GIVEN REQUEST 1:
In the passage on hydrogen, what color is assigned to hydrogen made by heating methane until the hydrogen departs?

Only in very niche applications, such as the highest-performance rocket motors, is it burned as a fuel.

Two paths you can go by

The reason that the old joke now looks set to lose its punchline is that even with lots of clean electricity—a huge challenge in itself, but also a sine qua non for deep decarbonisation—there are parts of the economy which currently look likely to resist electrification. 

Windmills and Teslas alone are not enough to save the world.

Energy pundits have taken to describing the emissions-free hydrogen industry they imagine meeting these very-hard-to-electrify needs with the help of a conceptual pantone chart. 

Today’s high-emissions hydrogen is known as grey, if made with natural gas, or black, if made with coal. 

The same technologies with added ccs are known as blue. 

The product of electrolysers running off renewable energy is deemed green; that of electrolysers which use nuclear power is pink. 

Hydrogen produced by pyrolysis—simply heating methane until the hydrogen departs, leaving solid carbon behind—is turquoise.

At present, grey hydrogen costs about $1 a kilogram—the cost depends largely on the natural-gas price. 

Add colour, and you add a premium. 

No one is yet making blue hydrogen at scale, but when they start doing so the costs will probably be double those for the grey. 

Green hydrogen, meanwhile, costs over $5/kg in the West. 

In China, which typically uses alkaline electrolysers, cheaper but less capable than those preferred in the West, prices can be lower.

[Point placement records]

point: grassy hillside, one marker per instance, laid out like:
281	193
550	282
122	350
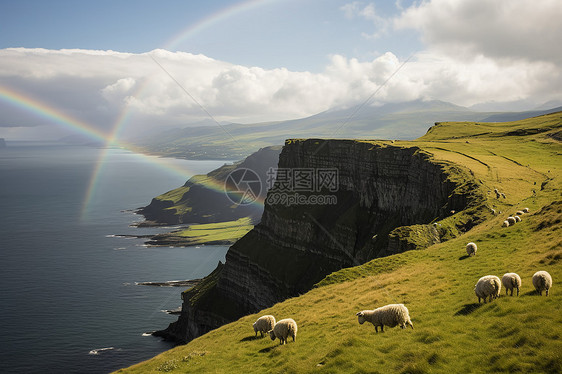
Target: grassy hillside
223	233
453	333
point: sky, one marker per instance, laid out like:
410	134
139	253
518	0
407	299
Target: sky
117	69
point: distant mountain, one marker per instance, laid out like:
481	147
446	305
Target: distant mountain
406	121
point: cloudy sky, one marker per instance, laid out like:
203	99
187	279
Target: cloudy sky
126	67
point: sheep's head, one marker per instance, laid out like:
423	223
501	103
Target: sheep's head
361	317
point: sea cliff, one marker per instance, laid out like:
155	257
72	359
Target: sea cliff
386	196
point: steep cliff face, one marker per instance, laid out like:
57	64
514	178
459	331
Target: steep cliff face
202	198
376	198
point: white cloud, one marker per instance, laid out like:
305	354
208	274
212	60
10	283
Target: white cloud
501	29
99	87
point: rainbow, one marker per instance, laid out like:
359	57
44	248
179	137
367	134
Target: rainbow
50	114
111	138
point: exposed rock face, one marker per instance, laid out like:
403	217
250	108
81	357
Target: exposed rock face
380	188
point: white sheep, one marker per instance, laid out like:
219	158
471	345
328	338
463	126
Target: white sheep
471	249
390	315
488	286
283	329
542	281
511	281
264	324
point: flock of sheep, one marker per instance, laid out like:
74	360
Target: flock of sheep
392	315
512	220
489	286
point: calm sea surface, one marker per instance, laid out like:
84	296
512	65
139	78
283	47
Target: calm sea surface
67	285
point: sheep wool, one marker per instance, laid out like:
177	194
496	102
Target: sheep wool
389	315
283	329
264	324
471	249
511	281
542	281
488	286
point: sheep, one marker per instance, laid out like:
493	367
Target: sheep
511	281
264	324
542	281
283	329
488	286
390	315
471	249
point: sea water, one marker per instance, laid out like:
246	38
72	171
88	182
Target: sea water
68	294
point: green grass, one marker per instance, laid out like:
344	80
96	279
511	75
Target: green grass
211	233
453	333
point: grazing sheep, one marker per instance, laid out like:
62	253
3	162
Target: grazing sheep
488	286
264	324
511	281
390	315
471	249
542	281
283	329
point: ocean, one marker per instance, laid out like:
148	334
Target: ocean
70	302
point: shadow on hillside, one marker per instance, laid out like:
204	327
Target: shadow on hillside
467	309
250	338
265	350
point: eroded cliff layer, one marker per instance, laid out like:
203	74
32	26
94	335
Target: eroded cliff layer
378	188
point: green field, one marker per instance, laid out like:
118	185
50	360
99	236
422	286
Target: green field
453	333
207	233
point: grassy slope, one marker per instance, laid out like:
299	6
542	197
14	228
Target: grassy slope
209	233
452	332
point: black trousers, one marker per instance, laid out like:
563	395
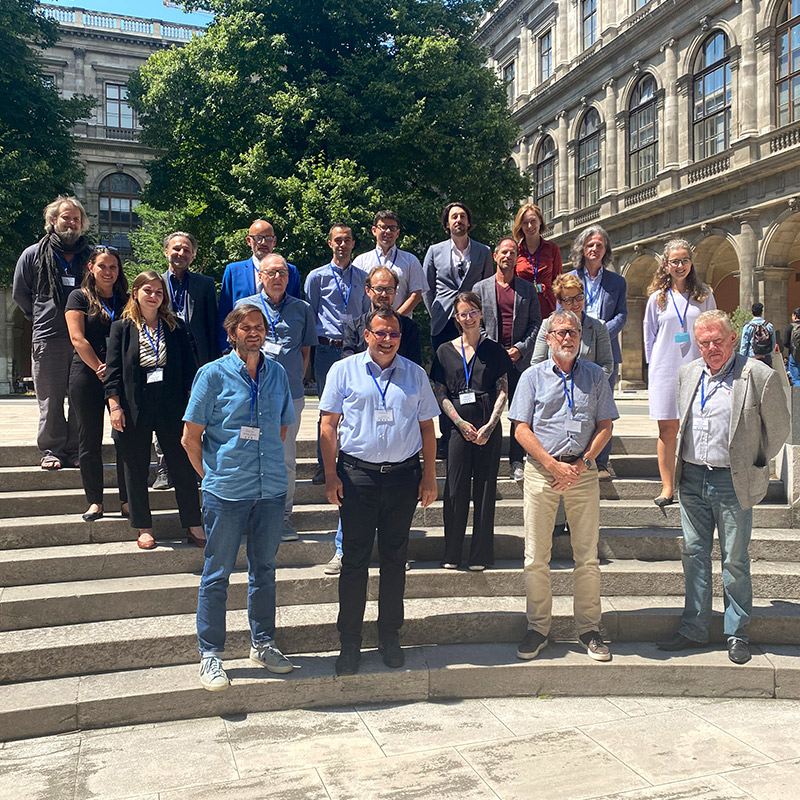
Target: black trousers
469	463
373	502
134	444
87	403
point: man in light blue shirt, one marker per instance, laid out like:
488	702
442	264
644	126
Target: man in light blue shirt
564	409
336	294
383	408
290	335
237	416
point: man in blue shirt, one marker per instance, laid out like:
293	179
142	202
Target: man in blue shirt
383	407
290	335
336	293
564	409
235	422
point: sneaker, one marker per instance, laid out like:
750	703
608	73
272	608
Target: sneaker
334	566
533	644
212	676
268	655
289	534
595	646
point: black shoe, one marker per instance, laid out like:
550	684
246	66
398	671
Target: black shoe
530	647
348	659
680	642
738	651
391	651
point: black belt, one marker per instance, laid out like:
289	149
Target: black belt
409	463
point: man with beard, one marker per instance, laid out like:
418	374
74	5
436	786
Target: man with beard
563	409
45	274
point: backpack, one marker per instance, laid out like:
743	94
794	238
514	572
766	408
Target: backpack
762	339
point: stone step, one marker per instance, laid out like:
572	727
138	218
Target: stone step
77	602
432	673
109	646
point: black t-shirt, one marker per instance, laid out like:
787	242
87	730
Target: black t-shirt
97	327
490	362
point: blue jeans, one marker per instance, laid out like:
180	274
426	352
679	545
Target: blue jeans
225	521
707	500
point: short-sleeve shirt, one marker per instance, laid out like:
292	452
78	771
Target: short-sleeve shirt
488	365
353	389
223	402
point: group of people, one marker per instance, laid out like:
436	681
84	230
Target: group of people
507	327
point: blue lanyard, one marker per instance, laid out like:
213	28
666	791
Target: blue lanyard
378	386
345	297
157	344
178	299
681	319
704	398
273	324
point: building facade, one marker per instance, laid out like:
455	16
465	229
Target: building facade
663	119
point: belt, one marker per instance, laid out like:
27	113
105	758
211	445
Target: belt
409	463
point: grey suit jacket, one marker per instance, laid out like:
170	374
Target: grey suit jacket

GIVEN REQUEST 2:
Show every line of the entries above that contains the string "white", matching case exactly.

WORKED SOLUTION 1:
Turquoise.

WORKED SOLUTION 2:
point: white cloud, one marker per instance, laid out like:
Target: white cloud
point: white sheep, one marker per instance, laid out like:
Target: white sheep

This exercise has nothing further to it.